Challenge 1 -
Using the comments below, decide whether each statement agrees with them: (a) the writer lives in Tiverton, (b) the writer likes Maigret more than Wimsey, and (c) a storm early this week damaged part of a fence. Answer yes or no for each, quoting the words from the comments that decide it.

Page -
---*---

Kelly: The spam comments have completely dried up so it works!
Margaret: Thank you.
Yes, very different and yet in some ways, their worries and concerns etc., very much the same. It's odd. Have His Carcase is well worth keeping an eye out for.
It seems the Maigret books specialise in complicated situations. And yes, 'very' atmospheric.
Geranium Cat: Thank you! :-)
Yes, it's the kind of book you remember, it's that well written and its sense of place just perfect. Of course it helped that I know the SW coastline rather well.
Penny: Thank you, and also for your kind words. Have His Carcase is one I would recommend unreservedly.
No the rains have not abated. It's almost biblical now. We're getting storm after storm flying across the Atlantic. It's all rather peculiar, I don't remember a winter like it.
Thanks, Yvonne!
We're OK here in Tiverton as, like you, we're a bit of distance from the levels and it's not flat here really. We lost part of a fence in the storm early this week, which is a nuisance but nothing compared to what's happened to the people on the levels or on the front at Dawlish or Looe. Just terrible. Glad to hear you too are OK.
I think I probably like Wimsey more than Maigret too but both are good, Wimsey being a long involved sort of read and Maigret being a short sharp hit.
I like the older copies too, but you're right there are some wonderful new copies, especially for the classic 19th. century writers.
Hope you have a nice weekend too and are not affected by the next storm coming in this afternoon.
Congrats on your 500th post!
I do love Lord Peter and the Sayers books--so what an awesome post for a milestone.

---*---

Available records -
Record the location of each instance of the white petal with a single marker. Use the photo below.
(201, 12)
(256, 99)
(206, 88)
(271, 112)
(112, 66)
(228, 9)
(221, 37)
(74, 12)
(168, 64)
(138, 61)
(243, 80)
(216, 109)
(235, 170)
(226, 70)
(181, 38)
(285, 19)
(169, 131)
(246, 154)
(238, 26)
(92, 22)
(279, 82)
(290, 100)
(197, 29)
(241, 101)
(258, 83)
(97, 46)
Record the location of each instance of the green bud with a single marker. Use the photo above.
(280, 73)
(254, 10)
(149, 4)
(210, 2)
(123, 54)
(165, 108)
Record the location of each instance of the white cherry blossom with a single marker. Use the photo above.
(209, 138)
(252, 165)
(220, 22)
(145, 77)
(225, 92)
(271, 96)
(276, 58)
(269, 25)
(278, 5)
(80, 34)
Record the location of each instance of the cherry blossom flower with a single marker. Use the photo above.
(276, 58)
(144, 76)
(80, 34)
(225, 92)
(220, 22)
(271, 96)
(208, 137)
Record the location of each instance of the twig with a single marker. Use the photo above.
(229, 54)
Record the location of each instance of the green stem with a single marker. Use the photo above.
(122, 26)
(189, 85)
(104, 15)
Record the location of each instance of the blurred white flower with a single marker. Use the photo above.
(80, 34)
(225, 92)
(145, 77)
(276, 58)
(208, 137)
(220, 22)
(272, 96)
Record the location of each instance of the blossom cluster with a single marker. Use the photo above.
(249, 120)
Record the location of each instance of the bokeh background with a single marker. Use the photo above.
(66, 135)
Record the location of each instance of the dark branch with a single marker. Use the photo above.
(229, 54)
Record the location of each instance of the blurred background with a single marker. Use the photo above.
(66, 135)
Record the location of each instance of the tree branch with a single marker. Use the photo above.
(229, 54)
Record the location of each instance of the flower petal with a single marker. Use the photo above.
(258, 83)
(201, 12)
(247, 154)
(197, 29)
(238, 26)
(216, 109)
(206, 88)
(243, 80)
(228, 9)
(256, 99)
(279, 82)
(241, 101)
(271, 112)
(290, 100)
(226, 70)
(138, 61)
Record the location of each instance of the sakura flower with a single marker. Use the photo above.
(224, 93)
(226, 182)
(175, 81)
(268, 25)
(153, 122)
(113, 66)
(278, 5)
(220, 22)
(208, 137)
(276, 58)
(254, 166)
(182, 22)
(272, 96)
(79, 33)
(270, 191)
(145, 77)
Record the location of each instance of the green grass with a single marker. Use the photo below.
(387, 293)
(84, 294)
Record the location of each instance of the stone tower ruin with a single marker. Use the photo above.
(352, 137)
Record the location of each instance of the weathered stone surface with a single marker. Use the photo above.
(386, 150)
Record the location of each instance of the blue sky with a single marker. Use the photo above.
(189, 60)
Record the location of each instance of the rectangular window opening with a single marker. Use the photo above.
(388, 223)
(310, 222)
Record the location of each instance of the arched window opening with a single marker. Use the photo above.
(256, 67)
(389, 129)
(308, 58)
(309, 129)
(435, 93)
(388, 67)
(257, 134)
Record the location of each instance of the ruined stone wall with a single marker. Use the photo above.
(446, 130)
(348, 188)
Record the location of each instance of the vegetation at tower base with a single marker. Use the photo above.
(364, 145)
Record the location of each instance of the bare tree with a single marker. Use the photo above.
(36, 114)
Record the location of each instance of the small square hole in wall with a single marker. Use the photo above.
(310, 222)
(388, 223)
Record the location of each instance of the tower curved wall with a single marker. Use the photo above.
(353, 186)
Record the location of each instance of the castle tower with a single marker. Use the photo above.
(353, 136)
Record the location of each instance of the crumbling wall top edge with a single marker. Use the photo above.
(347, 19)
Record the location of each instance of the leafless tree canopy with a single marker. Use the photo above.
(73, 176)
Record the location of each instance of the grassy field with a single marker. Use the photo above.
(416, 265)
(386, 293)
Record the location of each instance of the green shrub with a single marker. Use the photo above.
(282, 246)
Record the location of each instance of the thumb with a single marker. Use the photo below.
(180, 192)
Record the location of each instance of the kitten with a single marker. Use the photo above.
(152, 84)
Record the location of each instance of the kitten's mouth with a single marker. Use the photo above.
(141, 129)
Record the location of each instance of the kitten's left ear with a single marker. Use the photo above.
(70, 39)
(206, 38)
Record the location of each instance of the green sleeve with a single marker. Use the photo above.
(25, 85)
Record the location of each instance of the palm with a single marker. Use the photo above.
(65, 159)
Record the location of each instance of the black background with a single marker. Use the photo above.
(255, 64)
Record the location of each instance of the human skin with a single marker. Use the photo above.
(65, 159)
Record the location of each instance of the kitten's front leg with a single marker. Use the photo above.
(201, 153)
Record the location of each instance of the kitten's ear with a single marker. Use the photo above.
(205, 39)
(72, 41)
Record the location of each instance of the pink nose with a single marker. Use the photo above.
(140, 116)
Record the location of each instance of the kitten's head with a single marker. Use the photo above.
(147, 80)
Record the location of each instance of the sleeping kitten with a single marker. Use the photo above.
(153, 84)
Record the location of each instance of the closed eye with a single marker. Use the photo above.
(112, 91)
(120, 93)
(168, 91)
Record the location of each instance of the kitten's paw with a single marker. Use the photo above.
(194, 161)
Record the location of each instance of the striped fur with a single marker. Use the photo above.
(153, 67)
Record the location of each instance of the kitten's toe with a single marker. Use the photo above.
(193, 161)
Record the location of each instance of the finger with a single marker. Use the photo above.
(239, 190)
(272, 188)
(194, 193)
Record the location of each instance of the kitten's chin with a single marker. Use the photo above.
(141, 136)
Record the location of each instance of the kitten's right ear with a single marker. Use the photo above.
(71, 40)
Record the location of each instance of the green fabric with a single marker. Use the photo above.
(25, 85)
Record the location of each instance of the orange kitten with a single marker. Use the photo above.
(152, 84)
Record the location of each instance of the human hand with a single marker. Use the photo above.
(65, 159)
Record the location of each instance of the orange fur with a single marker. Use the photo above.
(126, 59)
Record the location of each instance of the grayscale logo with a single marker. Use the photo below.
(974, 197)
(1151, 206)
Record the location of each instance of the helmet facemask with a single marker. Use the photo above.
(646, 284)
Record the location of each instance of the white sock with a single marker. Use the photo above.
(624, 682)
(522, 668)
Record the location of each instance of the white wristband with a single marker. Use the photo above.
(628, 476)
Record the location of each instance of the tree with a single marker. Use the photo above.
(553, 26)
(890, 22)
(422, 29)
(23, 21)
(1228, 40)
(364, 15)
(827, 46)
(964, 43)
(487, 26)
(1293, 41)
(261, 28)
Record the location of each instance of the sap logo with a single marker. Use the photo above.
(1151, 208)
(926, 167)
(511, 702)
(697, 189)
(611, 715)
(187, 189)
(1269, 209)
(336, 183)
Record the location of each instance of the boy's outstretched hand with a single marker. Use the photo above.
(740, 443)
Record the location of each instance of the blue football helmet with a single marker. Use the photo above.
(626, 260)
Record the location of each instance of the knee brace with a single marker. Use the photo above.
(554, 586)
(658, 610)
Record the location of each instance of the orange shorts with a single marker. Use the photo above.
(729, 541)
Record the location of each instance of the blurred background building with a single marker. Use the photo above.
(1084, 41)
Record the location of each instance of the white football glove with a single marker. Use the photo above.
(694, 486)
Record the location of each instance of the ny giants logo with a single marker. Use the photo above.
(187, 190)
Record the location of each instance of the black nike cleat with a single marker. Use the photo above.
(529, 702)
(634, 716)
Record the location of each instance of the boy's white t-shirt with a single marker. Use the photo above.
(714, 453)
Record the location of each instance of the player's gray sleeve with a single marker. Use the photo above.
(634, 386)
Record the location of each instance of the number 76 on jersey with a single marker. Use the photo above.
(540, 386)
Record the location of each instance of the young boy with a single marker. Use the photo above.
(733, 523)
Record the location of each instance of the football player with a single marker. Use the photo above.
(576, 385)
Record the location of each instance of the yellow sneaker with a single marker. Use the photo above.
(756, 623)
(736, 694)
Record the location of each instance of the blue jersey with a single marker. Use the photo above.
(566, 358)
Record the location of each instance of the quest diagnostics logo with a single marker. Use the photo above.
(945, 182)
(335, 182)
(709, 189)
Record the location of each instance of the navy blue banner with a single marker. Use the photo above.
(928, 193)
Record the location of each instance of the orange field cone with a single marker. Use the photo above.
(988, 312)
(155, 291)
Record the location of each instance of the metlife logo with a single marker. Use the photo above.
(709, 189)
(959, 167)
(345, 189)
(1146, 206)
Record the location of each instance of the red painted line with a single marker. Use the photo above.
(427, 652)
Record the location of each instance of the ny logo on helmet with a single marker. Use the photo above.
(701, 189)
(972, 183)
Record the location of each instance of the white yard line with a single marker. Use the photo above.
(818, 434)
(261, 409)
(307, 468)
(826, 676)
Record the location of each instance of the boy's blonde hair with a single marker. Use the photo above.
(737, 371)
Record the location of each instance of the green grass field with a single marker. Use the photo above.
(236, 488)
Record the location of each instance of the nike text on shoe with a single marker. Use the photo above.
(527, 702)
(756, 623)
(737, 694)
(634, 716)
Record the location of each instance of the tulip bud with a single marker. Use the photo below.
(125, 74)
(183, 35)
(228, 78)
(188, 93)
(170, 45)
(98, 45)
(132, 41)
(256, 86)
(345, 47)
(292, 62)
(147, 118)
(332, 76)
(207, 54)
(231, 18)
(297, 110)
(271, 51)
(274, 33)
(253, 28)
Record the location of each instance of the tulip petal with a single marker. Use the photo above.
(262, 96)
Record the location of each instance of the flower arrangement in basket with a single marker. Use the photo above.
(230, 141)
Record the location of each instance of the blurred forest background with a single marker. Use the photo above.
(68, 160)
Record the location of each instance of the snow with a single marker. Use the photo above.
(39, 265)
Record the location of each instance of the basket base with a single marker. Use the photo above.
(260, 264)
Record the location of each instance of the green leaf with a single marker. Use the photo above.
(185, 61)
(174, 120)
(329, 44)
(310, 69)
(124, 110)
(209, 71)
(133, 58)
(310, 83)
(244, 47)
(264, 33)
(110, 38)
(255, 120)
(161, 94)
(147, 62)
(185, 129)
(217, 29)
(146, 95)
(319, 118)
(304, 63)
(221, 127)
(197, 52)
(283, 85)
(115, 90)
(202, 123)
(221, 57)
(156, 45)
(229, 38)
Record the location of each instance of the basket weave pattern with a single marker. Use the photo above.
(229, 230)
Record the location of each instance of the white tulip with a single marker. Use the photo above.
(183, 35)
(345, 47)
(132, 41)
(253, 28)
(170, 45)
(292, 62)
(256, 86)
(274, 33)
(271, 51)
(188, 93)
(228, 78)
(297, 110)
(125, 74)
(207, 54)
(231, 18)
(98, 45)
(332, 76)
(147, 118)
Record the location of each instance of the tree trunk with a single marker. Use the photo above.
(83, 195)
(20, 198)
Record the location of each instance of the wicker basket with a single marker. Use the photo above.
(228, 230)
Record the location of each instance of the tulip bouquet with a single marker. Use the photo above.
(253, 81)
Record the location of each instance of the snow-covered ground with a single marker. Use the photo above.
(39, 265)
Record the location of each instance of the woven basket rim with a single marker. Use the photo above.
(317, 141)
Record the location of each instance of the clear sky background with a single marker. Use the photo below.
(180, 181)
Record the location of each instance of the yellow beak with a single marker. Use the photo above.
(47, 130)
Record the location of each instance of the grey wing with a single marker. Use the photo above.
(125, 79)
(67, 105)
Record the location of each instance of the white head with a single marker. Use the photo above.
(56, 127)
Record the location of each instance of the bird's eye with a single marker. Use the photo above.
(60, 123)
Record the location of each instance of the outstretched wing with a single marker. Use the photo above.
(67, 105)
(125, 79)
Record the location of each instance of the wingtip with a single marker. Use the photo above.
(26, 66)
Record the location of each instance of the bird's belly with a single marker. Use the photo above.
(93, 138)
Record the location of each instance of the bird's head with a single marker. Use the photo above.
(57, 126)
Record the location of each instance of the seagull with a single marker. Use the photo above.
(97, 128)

---*---

Challenge 2 -
List every line of the records that contains the string "window". Treat uppercase and lowercase as different.

Correct answer 1 -
(a) Yes: "We're OK here in Tiverton"
(b) No: "I think I probably like Wimsey more than Maigret too"
(c) Yes: "We lost part of a fence in the storm early this week"

Correct answer 2 -
Record the location of each instance of the rectangular window opening with a single marker. Use the photo above.
Record the location of each instance of the arched window opening with a single marker. Use the photo above.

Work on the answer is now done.